Point localization data:
----
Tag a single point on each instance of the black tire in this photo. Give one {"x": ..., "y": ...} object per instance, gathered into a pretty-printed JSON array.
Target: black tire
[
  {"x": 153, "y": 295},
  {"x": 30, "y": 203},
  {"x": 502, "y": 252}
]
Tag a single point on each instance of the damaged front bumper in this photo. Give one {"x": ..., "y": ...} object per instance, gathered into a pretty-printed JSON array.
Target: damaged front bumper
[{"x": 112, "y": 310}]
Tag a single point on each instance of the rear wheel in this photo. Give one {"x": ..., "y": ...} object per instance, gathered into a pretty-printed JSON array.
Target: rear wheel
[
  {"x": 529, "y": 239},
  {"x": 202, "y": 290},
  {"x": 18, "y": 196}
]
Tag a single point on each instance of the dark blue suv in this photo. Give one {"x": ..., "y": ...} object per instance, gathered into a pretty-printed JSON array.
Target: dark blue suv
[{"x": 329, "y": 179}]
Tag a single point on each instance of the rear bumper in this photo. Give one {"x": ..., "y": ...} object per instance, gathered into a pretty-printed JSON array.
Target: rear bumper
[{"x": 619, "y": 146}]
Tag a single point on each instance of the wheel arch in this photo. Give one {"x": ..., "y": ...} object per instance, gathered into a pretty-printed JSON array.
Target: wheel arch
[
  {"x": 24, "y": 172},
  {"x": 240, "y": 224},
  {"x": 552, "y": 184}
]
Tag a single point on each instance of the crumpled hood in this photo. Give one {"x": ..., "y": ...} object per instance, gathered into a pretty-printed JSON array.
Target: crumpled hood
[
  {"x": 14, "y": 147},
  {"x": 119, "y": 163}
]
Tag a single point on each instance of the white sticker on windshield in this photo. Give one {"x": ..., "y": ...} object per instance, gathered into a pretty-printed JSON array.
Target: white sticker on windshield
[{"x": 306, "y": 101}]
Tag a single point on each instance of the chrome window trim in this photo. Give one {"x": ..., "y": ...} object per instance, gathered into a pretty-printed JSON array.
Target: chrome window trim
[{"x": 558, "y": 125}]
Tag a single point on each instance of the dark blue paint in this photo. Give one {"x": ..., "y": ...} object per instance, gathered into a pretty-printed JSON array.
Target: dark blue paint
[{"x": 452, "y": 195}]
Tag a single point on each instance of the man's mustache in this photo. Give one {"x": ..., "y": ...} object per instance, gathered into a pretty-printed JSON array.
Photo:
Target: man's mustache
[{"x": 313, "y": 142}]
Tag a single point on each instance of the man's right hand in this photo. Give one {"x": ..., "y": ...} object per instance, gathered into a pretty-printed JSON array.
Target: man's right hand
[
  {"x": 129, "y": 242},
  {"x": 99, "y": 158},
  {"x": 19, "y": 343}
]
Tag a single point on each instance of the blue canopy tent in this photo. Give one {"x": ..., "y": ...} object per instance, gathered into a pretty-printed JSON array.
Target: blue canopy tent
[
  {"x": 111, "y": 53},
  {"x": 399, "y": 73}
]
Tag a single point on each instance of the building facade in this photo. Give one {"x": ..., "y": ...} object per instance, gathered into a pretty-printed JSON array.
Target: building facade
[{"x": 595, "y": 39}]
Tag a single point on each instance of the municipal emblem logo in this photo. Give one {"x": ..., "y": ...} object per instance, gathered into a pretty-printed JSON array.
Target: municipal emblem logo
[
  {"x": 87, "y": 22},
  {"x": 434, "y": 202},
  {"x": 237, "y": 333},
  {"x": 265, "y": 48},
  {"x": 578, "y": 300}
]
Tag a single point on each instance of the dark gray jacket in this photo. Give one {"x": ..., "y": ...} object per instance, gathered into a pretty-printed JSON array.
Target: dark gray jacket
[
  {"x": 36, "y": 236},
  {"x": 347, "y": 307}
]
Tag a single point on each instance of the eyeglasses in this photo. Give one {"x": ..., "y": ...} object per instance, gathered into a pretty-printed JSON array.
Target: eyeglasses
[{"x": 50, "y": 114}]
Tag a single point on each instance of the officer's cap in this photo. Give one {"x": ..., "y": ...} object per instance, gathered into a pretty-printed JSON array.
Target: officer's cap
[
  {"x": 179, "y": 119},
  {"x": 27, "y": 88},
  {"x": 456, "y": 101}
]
----
AIM OF THE TASK
The answer must be the same records, repeated exactly and in full.

ANSWER FOR THIS EXERCISE
Tag a single point on each instance of the black tire in this photo. Give one {"x": ..., "y": ...} object per instance, gathered into a pretty-printed JSON array.
Target: black tire
[
  {"x": 153, "y": 295},
  {"x": 30, "y": 203},
  {"x": 502, "y": 252}
]
Tag a single point on each instance of the damaged front bumper in this photo. Give one {"x": ..., "y": ...} object per instance, gathered into a pretty-printed JSON array.
Target: damaged front bumper
[{"x": 112, "y": 310}]
Tag a single point on each instance of the rear wheel in this photo. Give one {"x": ..., "y": ...} object per instance, gathered into a pretty-printed JSON array.
Target: rear wheel
[
  {"x": 529, "y": 239},
  {"x": 202, "y": 290},
  {"x": 18, "y": 196}
]
Tag a single point on each instance of the dark blue suv in this photo. Give one {"x": ..., "y": ...} object per instance, gathered into a pretty-printed JSON array.
Target: dark blue suv
[{"x": 329, "y": 179}]
Tag a single point on each instance of the rear bumper in this photo. Give one {"x": ..., "y": ...} object per instance, gathered into a pretty-printed JSON array.
Target: rear bumper
[{"x": 619, "y": 146}]
Tag a single point on each instance of the wheel arch in this photo. Give one {"x": ..., "y": ...} object per instance, gathered into a pretty-printed JSON array.
Target: wheel arch
[
  {"x": 24, "y": 172},
  {"x": 240, "y": 224},
  {"x": 552, "y": 184}
]
Tag a single point on each instance of the crumpled hood in this photo. Give one {"x": ..., "y": ...} object per instance, gathered into a pretty-printed JSON array.
Target: crumpled hood
[
  {"x": 14, "y": 147},
  {"x": 119, "y": 163}
]
Tag a single point on each instance of the white sticker on windshield in this photo. Give one {"x": ..., "y": ...} object per instance, gathered into a pretty-printed JSON array.
Target: white sticker on windshield
[{"x": 306, "y": 101}]
Tag a single point on each instance of the chrome window trim in this photo. Give one {"x": ..., "y": ...} object per instance, gathered into a pretty-printed JSON array.
Target: chrome window trim
[{"x": 558, "y": 125}]
Tag a single point on each instance of the dark blue paint in this photo. Give one {"x": ..., "y": ...} object per instance, gathered into a pretty-printed JSON array.
Target: dark blue paint
[{"x": 452, "y": 195}]
Tag a single point on each instance of the man's mustache in this photo. Give one {"x": ..., "y": ...} object per instance, gathered into a pretty-printed JSON array.
Photo:
Target: man's mustache
[{"x": 313, "y": 142}]
Tag a single point on each instance of the man's right hand in this photo. Give one {"x": ..., "y": ...} object per instance, gathered into a pretty-printed JSON array.
Target: man's right hand
[
  {"x": 129, "y": 242},
  {"x": 99, "y": 158},
  {"x": 19, "y": 343}
]
Tag a single point on each instance of the blue canopy tent in this photo. Give one {"x": ..., "y": ...} object per instance, gathered into a pretty-printed JSON array.
Target: blue canopy tent
[
  {"x": 111, "y": 53},
  {"x": 399, "y": 73}
]
Tag a single point on each instance of the building facade in this photo. Give one {"x": ..., "y": ...} object per instance, gathered into a pretty-printed JSON array.
Target: building facade
[{"x": 595, "y": 39}]
Tag a single point on each instance of the municipal emblem logo in this photo. Give one {"x": ..., "y": ...} object per instance, gathered into a pretty-printed JSON array.
Target: municipal emblem logo
[
  {"x": 87, "y": 22},
  {"x": 434, "y": 202},
  {"x": 237, "y": 333},
  {"x": 265, "y": 48},
  {"x": 578, "y": 300}
]
Tag a single point on each instance of the dark gray jacket in this photo. Give one {"x": ..., "y": ...} object per instance, gathered into a pretty-printed JSON array.
Target: dark gray jacket
[
  {"x": 36, "y": 236},
  {"x": 347, "y": 307}
]
Tag a single point on each instance of the eyeglasses in this photo. Give one {"x": ..., "y": ...} object per instance, gathered into a pretty-printed JSON array.
Target: eyeglasses
[{"x": 50, "y": 114}]
Tag a single point on each instance of the officer's cap in this photo. Give one {"x": ..., "y": ...} object per instance, gathered into a pretty-printed JSON array.
Target: officer's cap
[
  {"x": 179, "y": 119},
  {"x": 27, "y": 88},
  {"x": 456, "y": 101}
]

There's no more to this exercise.